START Material supplied

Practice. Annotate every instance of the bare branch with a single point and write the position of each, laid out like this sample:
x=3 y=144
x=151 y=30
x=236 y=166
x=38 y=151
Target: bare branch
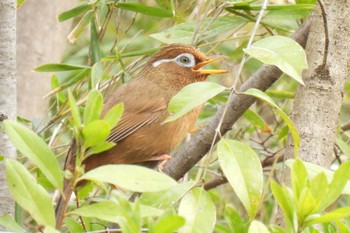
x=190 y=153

END Material supplied
START Material supplied

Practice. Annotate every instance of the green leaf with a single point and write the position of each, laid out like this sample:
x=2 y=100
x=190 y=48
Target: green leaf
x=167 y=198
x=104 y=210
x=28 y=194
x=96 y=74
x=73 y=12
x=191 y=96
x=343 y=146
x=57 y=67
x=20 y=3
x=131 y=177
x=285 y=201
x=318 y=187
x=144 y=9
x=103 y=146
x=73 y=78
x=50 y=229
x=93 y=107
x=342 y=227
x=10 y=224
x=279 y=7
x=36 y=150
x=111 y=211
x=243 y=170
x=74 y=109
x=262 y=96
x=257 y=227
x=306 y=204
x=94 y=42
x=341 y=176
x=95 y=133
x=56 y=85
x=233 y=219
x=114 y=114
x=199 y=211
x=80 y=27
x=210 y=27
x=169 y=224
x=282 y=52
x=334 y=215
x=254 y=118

END Material supplied

### What this task involves
Copy the lines from the one with "Practice. Annotate every instance of the green" to the one with "x=254 y=118", swapping "green leaf" for "yellow leaf" and leaving all else unchanged.

### Complete output
Practice. Annotate every instance of the yellow leaf with a single point and write the position of each, laid out like this sample:
x=2 y=100
x=190 y=48
Target: yellow leaf
x=167 y=198
x=104 y=210
x=28 y=194
x=96 y=74
x=73 y=12
x=191 y=96
x=343 y=146
x=57 y=67
x=20 y=3
x=131 y=177
x=285 y=201
x=318 y=187
x=144 y=9
x=103 y=146
x=73 y=78
x=50 y=229
x=93 y=107
x=342 y=227
x=10 y=224
x=279 y=7
x=36 y=150
x=111 y=211
x=243 y=170
x=74 y=109
x=262 y=96
x=257 y=227
x=306 y=204
x=94 y=42
x=341 y=176
x=95 y=133
x=56 y=85
x=233 y=219
x=114 y=114
x=199 y=211
x=80 y=27
x=210 y=27
x=169 y=224
x=282 y=52
x=334 y=215
x=254 y=118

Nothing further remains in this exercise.